YOUR OBJECTIVE: Extract each line below that contains the word "tree", and copy every such line in full.

════════

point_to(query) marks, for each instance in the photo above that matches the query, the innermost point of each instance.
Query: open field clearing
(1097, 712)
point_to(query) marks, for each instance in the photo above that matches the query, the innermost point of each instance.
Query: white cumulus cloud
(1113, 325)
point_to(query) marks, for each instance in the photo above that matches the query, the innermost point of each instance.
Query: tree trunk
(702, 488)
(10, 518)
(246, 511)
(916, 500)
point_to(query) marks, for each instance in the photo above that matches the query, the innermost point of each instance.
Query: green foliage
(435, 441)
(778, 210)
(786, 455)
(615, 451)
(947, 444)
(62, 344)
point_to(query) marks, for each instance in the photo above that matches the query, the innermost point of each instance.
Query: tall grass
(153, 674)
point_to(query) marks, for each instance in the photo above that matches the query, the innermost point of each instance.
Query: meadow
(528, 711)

════════

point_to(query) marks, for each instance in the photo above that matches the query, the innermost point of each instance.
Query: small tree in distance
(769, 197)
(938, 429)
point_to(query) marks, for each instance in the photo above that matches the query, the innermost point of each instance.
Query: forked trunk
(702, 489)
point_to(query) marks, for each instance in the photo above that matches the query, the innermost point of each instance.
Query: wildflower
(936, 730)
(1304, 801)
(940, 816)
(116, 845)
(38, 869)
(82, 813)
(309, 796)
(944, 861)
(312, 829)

════════

RIGHT ANSWER:
Query: tree trunk
Query: small tree in distance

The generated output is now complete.